Rewrite the records below, starting with the line that contains "Detection task: search for any tree bark" and continuing through the line that contains "438, 221, 471, 260", replacing "search for" with "look for" and leaving everything else unchanged.

--- Begin ---

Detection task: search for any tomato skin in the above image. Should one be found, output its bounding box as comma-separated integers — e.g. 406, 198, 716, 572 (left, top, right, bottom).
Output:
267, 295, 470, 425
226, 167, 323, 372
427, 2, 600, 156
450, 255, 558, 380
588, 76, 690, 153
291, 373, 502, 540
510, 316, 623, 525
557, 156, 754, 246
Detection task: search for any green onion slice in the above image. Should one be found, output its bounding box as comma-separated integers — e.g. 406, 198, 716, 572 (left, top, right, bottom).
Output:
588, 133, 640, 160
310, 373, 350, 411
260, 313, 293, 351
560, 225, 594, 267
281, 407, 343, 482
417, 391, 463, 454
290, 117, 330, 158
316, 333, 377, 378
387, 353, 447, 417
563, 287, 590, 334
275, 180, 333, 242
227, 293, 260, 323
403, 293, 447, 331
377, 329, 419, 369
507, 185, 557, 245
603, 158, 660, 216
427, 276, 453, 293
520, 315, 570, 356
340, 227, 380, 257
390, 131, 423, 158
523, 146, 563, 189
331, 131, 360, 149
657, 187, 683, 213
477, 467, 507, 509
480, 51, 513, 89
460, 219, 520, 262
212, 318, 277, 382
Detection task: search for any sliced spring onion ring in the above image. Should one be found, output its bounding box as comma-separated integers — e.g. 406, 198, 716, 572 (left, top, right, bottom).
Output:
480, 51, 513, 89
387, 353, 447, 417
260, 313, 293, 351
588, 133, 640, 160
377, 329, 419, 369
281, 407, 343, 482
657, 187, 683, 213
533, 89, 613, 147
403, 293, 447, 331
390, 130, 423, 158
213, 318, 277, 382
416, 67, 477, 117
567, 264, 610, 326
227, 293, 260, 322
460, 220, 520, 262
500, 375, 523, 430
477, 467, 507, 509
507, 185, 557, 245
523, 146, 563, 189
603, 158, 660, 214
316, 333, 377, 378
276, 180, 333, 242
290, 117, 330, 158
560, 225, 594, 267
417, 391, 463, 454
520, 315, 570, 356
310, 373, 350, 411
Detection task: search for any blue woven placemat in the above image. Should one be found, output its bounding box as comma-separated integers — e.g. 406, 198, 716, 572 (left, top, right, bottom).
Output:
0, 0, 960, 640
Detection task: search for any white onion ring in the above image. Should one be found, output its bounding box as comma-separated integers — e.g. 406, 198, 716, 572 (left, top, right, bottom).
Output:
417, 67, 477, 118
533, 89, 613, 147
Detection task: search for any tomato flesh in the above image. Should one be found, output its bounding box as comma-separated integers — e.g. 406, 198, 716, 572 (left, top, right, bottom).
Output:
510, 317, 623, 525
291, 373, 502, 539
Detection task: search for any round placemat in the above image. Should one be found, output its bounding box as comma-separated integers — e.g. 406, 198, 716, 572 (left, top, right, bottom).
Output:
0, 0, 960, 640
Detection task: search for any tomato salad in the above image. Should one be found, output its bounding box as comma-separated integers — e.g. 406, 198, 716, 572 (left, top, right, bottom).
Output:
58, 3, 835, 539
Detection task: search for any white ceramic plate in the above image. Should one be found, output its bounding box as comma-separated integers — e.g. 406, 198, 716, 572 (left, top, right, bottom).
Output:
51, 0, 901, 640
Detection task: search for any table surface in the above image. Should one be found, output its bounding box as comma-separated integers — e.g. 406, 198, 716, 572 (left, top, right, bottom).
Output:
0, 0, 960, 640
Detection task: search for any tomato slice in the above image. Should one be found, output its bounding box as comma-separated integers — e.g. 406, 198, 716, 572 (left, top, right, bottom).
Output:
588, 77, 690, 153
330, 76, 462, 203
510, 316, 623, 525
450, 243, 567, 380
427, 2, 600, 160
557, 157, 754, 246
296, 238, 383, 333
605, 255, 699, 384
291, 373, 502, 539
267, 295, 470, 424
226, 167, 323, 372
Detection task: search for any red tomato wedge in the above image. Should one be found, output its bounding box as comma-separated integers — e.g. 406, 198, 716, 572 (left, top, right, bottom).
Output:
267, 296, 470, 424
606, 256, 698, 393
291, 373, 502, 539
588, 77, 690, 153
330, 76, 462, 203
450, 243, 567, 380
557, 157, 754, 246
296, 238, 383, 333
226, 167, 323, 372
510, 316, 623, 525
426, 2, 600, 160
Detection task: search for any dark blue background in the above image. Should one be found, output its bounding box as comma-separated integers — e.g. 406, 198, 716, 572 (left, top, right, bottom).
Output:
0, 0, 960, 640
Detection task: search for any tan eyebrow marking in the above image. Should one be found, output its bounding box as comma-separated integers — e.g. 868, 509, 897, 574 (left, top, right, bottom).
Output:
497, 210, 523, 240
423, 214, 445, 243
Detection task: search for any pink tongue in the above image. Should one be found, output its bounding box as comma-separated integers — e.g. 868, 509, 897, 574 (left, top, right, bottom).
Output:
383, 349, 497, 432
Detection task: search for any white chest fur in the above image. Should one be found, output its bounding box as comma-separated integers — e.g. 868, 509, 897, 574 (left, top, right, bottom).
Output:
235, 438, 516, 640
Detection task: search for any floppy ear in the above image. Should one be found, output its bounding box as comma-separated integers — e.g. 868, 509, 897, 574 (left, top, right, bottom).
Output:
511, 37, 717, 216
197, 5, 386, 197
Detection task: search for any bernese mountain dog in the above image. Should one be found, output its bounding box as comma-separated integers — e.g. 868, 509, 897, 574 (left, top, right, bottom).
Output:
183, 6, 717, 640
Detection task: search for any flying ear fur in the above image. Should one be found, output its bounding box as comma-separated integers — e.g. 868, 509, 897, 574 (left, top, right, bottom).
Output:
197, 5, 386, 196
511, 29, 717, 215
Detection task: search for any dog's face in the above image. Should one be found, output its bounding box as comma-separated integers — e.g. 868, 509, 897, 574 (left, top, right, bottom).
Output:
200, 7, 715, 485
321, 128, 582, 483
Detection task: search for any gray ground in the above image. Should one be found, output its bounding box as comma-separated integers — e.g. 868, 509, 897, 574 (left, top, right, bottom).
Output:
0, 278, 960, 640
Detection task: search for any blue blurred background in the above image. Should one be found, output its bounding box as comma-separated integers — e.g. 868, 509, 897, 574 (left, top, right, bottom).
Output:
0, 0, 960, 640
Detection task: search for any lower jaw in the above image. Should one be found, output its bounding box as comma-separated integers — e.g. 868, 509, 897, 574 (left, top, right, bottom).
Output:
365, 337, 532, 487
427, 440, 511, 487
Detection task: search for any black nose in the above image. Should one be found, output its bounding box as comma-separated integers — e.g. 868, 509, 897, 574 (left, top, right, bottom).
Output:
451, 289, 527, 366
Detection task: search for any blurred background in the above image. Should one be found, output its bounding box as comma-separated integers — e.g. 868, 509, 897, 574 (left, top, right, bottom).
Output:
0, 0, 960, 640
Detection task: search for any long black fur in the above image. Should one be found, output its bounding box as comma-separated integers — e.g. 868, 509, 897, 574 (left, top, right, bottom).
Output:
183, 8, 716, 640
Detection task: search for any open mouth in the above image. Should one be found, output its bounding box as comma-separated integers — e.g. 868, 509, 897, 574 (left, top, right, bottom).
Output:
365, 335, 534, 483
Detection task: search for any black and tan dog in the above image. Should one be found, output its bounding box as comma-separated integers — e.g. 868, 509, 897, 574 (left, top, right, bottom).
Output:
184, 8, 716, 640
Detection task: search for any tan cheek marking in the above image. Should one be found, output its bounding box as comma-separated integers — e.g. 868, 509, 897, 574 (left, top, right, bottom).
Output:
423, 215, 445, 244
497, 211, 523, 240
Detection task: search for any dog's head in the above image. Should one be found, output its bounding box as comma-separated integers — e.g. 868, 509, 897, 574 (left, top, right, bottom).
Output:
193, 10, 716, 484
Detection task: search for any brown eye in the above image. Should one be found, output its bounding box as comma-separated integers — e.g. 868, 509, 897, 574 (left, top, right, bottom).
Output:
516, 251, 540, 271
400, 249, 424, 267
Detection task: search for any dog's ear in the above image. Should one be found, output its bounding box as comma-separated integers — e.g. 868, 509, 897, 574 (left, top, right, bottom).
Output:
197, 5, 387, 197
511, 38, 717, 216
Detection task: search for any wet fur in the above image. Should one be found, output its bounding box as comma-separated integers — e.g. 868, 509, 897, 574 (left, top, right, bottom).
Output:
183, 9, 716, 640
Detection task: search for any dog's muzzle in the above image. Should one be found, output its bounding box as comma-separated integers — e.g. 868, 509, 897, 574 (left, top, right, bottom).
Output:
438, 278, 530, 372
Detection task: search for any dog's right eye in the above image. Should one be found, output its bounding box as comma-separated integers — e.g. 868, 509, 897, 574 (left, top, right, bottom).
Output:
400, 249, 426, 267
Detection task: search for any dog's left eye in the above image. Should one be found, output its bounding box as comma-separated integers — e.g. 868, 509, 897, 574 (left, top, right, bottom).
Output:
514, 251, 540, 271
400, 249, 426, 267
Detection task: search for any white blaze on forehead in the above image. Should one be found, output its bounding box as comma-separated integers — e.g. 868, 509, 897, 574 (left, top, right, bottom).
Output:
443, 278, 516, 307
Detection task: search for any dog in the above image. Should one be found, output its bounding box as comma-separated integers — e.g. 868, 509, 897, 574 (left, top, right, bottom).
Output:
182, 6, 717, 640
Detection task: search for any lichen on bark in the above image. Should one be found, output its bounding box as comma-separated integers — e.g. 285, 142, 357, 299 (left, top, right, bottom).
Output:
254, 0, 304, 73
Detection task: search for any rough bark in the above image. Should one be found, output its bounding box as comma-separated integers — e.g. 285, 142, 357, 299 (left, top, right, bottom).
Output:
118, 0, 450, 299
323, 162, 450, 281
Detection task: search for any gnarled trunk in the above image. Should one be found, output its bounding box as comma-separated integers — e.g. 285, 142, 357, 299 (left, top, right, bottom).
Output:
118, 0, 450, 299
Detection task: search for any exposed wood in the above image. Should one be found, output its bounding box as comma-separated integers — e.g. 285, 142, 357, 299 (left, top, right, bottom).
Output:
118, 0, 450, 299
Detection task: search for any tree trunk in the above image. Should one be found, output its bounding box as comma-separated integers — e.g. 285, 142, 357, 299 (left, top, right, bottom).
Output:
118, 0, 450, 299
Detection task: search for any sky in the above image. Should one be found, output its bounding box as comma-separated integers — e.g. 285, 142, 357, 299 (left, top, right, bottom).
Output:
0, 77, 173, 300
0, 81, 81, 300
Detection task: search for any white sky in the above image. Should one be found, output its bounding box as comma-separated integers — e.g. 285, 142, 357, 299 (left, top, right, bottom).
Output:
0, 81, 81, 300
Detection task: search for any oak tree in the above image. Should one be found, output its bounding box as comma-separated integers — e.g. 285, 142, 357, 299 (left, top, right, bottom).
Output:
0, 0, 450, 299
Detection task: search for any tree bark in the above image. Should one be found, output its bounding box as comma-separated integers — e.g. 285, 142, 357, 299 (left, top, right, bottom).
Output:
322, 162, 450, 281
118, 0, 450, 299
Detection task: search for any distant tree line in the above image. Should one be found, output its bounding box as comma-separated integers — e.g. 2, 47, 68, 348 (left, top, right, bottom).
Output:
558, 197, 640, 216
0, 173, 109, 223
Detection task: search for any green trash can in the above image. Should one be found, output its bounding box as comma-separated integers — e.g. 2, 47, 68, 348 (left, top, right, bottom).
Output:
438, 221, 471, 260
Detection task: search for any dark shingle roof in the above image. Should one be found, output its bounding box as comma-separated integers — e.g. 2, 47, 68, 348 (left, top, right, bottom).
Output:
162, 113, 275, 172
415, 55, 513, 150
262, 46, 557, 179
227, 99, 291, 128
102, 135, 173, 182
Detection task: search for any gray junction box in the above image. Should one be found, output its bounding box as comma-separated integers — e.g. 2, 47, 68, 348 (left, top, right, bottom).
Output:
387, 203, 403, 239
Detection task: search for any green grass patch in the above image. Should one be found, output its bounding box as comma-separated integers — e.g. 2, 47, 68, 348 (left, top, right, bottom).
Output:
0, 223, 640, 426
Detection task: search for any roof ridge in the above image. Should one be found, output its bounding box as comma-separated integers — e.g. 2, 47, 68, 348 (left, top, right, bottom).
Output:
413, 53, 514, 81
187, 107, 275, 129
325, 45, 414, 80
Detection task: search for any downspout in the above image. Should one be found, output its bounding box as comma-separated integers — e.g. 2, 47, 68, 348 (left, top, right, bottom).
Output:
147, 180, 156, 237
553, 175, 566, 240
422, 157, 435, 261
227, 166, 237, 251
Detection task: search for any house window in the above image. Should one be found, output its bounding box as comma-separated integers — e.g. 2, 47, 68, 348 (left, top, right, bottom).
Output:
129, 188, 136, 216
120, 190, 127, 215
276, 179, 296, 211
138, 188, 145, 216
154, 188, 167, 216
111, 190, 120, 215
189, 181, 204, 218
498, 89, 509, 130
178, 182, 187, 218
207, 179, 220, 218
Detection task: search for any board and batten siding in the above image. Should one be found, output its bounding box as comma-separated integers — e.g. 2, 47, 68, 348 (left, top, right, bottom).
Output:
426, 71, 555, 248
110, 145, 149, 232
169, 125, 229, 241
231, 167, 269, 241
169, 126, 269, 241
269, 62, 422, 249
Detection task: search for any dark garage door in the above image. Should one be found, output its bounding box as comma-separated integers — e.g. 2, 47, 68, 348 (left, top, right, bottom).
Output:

--- End ---

Written answer
Detection task: look for any tree bark in the above image. Should one be found, output its bounding box as comma-separated integers — e.g. 285, 142, 357, 299 (left, top, right, bottom).
Output:
322, 162, 450, 281
118, 0, 450, 299
Detection task: look for any distant tree line in the above image. Should one be found, output its bounding box as comma-separated integers — e.g. 2, 47, 68, 348 (left, top, right, bottom).
Output:
558, 197, 640, 216
0, 173, 109, 223
Detection task: look for any green trash can in the above image. Should one be found, output its bounding box as comma-separated integers — e.g. 2, 47, 68, 348 (left, top, right, bottom).
Output:
438, 221, 471, 260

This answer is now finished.